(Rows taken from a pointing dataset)
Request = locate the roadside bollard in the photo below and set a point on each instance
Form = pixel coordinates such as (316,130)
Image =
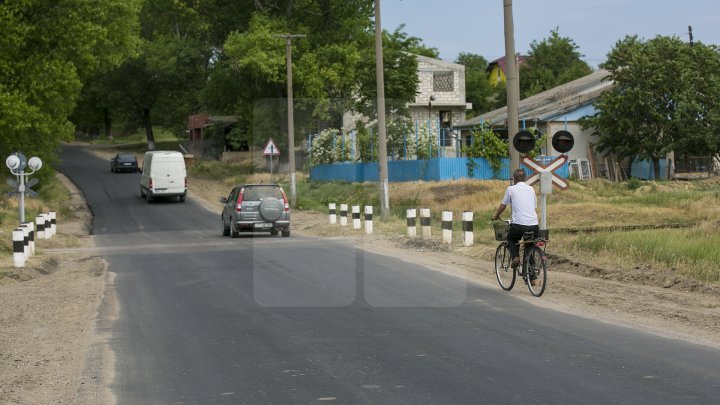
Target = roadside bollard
(425,222)
(343,214)
(332,215)
(53,223)
(356,216)
(40,227)
(48,230)
(447,227)
(31,240)
(26,240)
(411,215)
(368,219)
(18,248)
(467,229)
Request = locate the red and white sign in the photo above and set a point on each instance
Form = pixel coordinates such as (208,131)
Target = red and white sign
(538,168)
(271,149)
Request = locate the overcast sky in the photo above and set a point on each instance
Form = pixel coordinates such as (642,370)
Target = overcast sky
(476,26)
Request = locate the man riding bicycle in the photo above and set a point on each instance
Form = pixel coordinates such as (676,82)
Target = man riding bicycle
(524,218)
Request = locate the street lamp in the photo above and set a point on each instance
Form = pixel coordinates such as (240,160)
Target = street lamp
(17,163)
(432,98)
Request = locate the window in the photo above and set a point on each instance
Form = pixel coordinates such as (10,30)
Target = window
(443,81)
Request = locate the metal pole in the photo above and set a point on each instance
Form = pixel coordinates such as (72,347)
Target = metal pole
(21,197)
(291,118)
(513,84)
(382,142)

**GIVEN INSTRUCTION**. Write out every row above word for word, leaving the pictures out.

**THE REPLY**.
Request = locate the roadside bollard in the photo below and set a point on each instance
Form = pixel coordinates such as (316,130)
Image =
Target = roadside bollard
(425,222)
(343,214)
(332,215)
(53,223)
(356,216)
(40,227)
(48,230)
(447,227)
(31,240)
(26,240)
(411,215)
(368,219)
(18,248)
(467,229)
Request = locate the red and white sign in the photo above and set a point on each instance
Form = pixel coordinates such as (208,131)
Target = red and white sign
(538,168)
(271,149)
Request = locate the overcast sky in the photo above and set a point on each instance
Form = pixel coordinates such as (642,370)
Target = overcast sky
(476,26)
Request = locate the man riding bicycle in the photo above and set a point on each instance
Form = pixel coordinates such as (676,82)
Target = man riding bicycle
(524,218)
Request = locate the street lamp in the photo above and set a point on each instance
Form = pixel coordinates such as (240,160)
Target = street lamp
(17,163)
(432,98)
Request = locate the window in the photo above and set a point on each instance
Form = pixel coordinates such as (10,30)
Target = window
(443,81)
Request = locate the metal pole in the photo above and set a point on each instance
Form = pixel coordinates such as (72,347)
Target = metal pole
(21,197)
(291,118)
(513,84)
(382,142)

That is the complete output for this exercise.